A single number is the answer here: how many lines of the entries contain "cabinet"?

▶ _DATA TO EXAMINE_:
=== Begin Enclosure ===

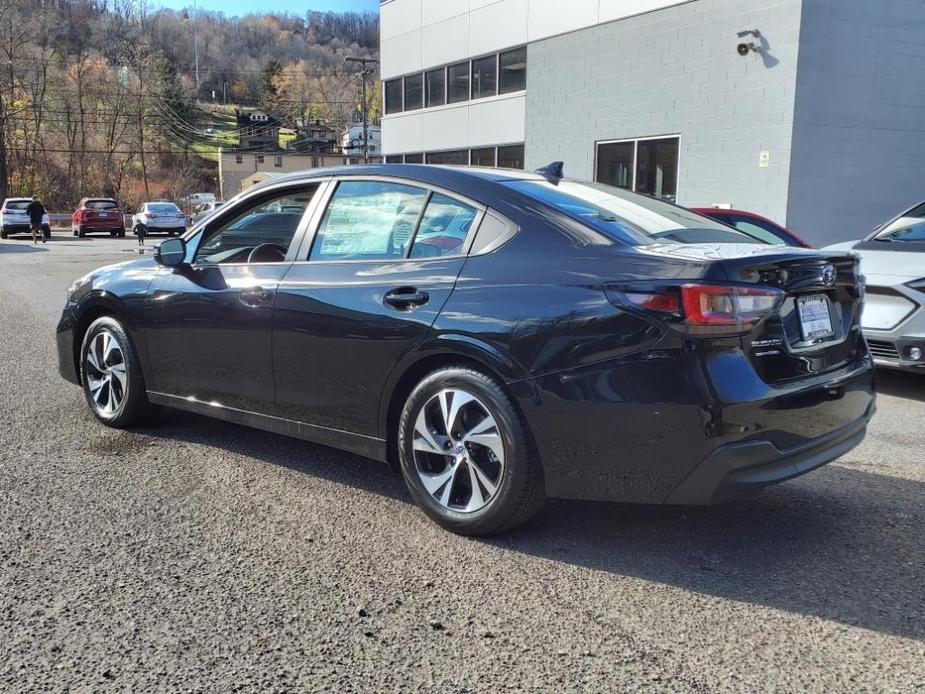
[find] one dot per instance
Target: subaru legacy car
(498, 337)
(893, 264)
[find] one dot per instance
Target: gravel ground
(202, 556)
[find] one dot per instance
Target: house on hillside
(352, 140)
(258, 130)
(314, 137)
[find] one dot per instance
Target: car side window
(260, 231)
(368, 220)
(443, 228)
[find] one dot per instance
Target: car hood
(890, 266)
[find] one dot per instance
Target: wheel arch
(442, 352)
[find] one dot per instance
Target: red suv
(98, 214)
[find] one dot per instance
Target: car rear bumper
(740, 470)
(662, 430)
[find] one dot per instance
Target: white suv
(14, 220)
(160, 216)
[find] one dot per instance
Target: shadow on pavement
(840, 544)
(901, 384)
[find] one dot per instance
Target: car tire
(113, 383)
(489, 448)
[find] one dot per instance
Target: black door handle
(255, 296)
(406, 298)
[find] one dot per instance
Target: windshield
(630, 217)
(914, 231)
(100, 204)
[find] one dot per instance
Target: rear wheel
(111, 375)
(466, 454)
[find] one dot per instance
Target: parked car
(159, 216)
(893, 263)
(530, 337)
(14, 220)
(754, 225)
(203, 210)
(98, 214)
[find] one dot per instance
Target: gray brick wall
(675, 71)
(859, 130)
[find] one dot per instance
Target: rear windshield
(101, 204)
(630, 217)
(165, 207)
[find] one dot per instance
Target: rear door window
(368, 220)
(443, 228)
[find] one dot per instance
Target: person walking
(36, 211)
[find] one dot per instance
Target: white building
(806, 111)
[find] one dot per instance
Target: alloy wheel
(458, 451)
(106, 373)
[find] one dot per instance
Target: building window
(647, 166)
(485, 77)
(393, 96)
(513, 76)
(457, 88)
(414, 92)
(511, 157)
(484, 156)
(435, 87)
(458, 157)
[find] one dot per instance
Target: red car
(754, 225)
(98, 214)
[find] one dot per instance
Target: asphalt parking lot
(202, 556)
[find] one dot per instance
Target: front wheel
(466, 454)
(110, 372)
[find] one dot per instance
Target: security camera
(745, 48)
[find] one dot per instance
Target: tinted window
(368, 220)
(393, 96)
(269, 222)
(513, 70)
(414, 92)
(100, 204)
(511, 157)
(435, 87)
(443, 228)
(484, 77)
(457, 88)
(163, 207)
(634, 219)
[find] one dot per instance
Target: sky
(299, 7)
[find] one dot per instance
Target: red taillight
(727, 310)
(707, 309)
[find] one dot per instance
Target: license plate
(815, 318)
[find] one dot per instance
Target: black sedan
(498, 337)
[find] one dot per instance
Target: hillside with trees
(112, 97)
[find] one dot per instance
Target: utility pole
(196, 47)
(365, 70)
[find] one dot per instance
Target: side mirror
(171, 252)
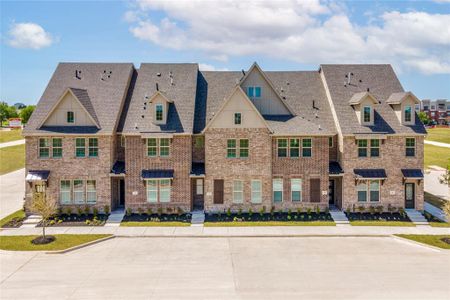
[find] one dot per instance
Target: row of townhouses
(171, 136)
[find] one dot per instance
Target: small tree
(44, 206)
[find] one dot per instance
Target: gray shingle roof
(382, 83)
(83, 97)
(182, 92)
(105, 94)
(299, 89)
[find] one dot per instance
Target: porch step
(339, 217)
(198, 218)
(416, 217)
(115, 218)
(31, 221)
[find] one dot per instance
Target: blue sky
(280, 35)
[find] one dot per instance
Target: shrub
(106, 209)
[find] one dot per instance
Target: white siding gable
(58, 116)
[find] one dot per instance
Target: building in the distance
(437, 110)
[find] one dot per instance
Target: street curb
(80, 246)
(417, 243)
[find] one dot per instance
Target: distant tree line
(15, 111)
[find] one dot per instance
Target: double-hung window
(296, 189)
(277, 188)
(282, 147)
(367, 111)
(238, 191)
(80, 147)
(91, 192)
(410, 147)
(294, 147)
(374, 148)
(78, 191)
(256, 191)
(93, 147)
(408, 114)
(57, 147)
(362, 148)
(65, 193)
(306, 147)
(158, 190)
(44, 147)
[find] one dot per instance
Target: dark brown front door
(409, 195)
(314, 185)
(218, 191)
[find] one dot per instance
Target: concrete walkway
(437, 144)
(257, 231)
(13, 143)
(12, 191)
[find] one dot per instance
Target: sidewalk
(13, 143)
(199, 231)
(437, 144)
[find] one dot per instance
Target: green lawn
(12, 158)
(433, 240)
(12, 135)
(269, 223)
(434, 200)
(437, 156)
(154, 224)
(62, 242)
(382, 223)
(20, 214)
(441, 135)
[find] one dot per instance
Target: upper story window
(254, 91)
(70, 117)
(367, 113)
(364, 145)
(159, 112)
(291, 147)
(158, 147)
(233, 151)
(410, 147)
(408, 114)
(237, 118)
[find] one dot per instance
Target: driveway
(12, 191)
(231, 268)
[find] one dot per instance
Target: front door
(121, 192)
(331, 192)
(314, 186)
(218, 191)
(409, 195)
(198, 191)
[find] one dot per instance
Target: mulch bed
(76, 220)
(157, 218)
(14, 223)
(377, 217)
(276, 216)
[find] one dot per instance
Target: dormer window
(254, 92)
(237, 119)
(159, 109)
(70, 117)
(408, 114)
(367, 111)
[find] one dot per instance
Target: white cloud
(302, 31)
(29, 35)
(208, 67)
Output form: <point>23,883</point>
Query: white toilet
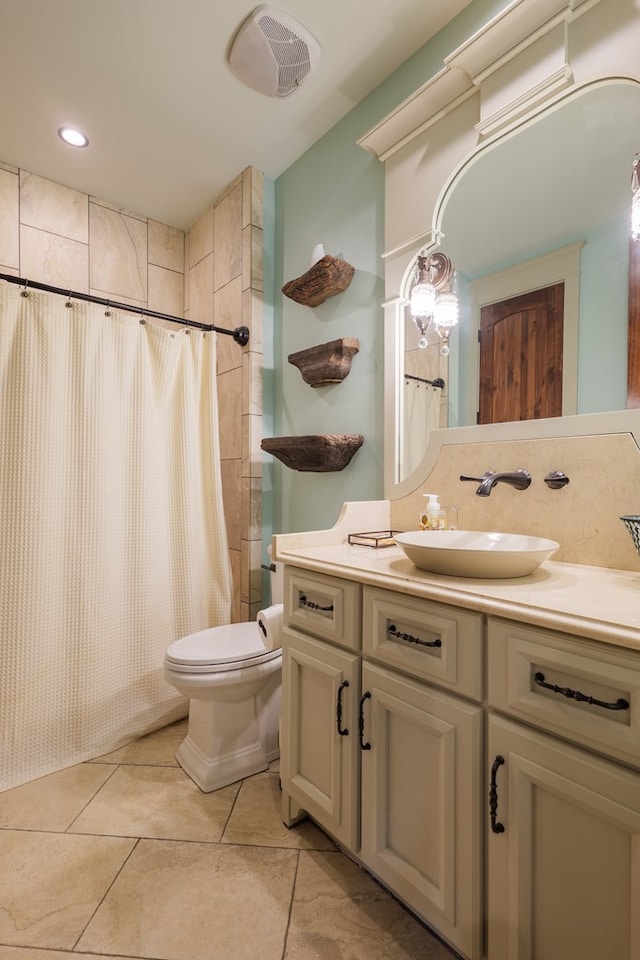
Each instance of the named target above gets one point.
<point>232,678</point>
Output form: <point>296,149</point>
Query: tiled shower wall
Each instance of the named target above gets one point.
<point>224,262</point>
<point>56,235</point>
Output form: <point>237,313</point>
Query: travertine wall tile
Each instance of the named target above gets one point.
<point>253,314</point>
<point>118,253</point>
<point>253,198</point>
<point>166,246</point>
<point>252,382</point>
<point>252,274</point>
<point>227,311</point>
<point>52,259</point>
<point>224,249</point>
<point>9,220</point>
<point>201,291</point>
<point>230,413</point>
<point>251,508</point>
<point>252,455</point>
<point>51,206</point>
<point>201,238</point>
<point>238,612</point>
<point>227,238</point>
<point>232,497</point>
<point>165,290</point>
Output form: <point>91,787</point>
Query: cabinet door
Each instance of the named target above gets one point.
<point>422,802</point>
<point>319,761</point>
<point>564,851</point>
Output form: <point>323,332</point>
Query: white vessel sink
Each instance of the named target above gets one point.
<point>475,553</point>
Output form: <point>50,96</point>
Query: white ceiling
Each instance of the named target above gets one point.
<point>148,82</point>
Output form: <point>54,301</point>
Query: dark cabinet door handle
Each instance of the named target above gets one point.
<point>392,629</point>
<point>493,796</point>
<point>341,730</point>
<point>363,745</point>
<point>314,606</point>
<point>619,704</point>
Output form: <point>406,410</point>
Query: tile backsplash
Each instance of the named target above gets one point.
<point>604,483</point>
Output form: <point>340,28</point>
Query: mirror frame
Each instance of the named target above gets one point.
<point>528,55</point>
<point>395,318</point>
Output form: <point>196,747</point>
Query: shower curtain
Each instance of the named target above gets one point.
<point>421,415</point>
<point>111,520</point>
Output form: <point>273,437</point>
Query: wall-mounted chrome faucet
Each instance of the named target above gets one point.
<point>520,479</point>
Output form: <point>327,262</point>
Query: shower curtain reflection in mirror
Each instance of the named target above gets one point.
<point>113,535</point>
<point>421,415</point>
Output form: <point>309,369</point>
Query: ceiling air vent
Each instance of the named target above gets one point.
<point>272,53</point>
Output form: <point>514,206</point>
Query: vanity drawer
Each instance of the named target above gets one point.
<point>431,641</point>
<point>323,606</point>
<point>577,688</point>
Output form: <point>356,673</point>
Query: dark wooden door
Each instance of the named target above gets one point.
<point>521,357</point>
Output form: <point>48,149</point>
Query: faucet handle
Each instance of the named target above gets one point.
<point>489,473</point>
<point>556,479</point>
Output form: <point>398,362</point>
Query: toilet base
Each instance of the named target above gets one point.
<point>229,740</point>
<point>212,773</point>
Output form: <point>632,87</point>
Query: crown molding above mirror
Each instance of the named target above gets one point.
<point>526,63</point>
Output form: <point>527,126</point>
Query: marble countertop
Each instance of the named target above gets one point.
<point>594,602</point>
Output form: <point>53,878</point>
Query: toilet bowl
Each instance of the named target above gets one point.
<point>231,676</point>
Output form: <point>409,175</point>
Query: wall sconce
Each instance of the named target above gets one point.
<point>433,301</point>
<point>635,199</point>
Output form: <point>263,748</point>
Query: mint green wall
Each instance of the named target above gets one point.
<point>334,195</point>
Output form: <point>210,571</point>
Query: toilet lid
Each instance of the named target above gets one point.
<point>229,647</point>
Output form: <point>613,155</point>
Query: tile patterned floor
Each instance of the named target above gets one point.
<point>125,857</point>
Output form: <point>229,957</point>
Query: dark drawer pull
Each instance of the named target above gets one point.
<point>341,730</point>
<point>392,629</point>
<point>363,745</point>
<point>314,606</point>
<point>620,704</point>
<point>493,796</point>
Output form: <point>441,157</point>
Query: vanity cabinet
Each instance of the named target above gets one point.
<point>563,866</point>
<point>382,742</point>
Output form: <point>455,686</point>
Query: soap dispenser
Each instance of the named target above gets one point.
<point>433,517</point>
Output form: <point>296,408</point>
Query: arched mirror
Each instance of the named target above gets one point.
<point>548,202</point>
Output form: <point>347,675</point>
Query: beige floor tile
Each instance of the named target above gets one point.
<point>158,748</point>
<point>256,819</point>
<point>191,901</point>
<point>33,953</point>
<point>158,802</point>
<point>51,884</point>
<point>52,802</point>
<point>339,911</point>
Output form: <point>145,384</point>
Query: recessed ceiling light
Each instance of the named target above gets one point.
<point>73,137</point>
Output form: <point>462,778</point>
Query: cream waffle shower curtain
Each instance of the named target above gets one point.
<point>112,533</point>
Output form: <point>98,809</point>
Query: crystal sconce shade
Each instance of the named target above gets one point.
<point>433,300</point>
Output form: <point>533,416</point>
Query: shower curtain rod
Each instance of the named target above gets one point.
<point>438,382</point>
<point>239,334</point>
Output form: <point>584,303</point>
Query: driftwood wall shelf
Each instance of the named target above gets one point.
<point>319,453</point>
<point>326,278</point>
<point>326,362</point>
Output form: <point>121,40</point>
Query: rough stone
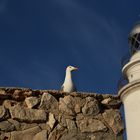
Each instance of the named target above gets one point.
<point>9,103</point>
<point>27,115</point>
<point>2,112</point>
<point>91,125</point>
<point>57,133</point>
<point>71,125</point>
<point>24,126</point>
<point>26,134</point>
<point>6,126</point>
<point>91,107</point>
<point>15,123</point>
<point>113,119</point>
<point>49,103</point>
<point>58,115</point>
<point>41,135</point>
<point>31,101</point>
<point>51,120</point>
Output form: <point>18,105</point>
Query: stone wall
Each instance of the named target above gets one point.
<point>27,114</point>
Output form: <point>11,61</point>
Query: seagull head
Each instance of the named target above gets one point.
<point>71,68</point>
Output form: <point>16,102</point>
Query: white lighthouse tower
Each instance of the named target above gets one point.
<point>130,93</point>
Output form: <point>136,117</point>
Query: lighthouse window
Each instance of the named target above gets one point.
<point>132,41</point>
<point>136,44</point>
<point>138,37</point>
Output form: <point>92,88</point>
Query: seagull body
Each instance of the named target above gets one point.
<point>68,85</point>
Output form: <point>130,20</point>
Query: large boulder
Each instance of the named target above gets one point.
<point>49,103</point>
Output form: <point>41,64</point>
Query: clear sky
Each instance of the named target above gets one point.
<point>40,38</point>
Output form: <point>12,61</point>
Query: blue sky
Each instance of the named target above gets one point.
<point>38,39</point>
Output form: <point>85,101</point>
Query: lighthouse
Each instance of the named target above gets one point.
<point>130,92</point>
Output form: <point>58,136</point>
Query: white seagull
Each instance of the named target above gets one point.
<point>68,85</point>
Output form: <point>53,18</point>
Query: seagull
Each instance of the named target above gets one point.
<point>68,85</point>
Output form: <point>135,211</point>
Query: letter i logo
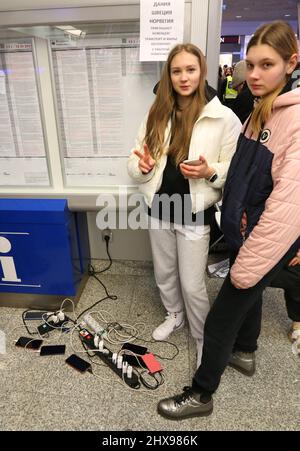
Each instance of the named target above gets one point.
<point>7,263</point>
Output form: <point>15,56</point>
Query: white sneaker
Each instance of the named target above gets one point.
<point>173,321</point>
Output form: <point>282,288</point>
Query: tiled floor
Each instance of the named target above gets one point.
<point>43,393</point>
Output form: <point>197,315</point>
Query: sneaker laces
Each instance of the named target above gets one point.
<point>183,397</point>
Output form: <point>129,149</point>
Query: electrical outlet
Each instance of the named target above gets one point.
<point>107,233</point>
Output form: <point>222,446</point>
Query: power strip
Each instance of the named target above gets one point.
<point>51,325</point>
<point>106,356</point>
<point>93,325</point>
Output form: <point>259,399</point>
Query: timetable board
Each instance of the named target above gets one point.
<point>103,93</point>
<point>23,156</point>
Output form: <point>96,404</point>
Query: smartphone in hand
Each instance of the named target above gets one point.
<point>192,162</point>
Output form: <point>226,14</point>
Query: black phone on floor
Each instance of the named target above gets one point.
<point>35,315</point>
<point>78,363</point>
<point>53,349</point>
<point>30,343</point>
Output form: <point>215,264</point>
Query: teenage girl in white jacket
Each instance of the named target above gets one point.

=== End Enclosure ===

▶ _WRITTEN RESPONSE_: 3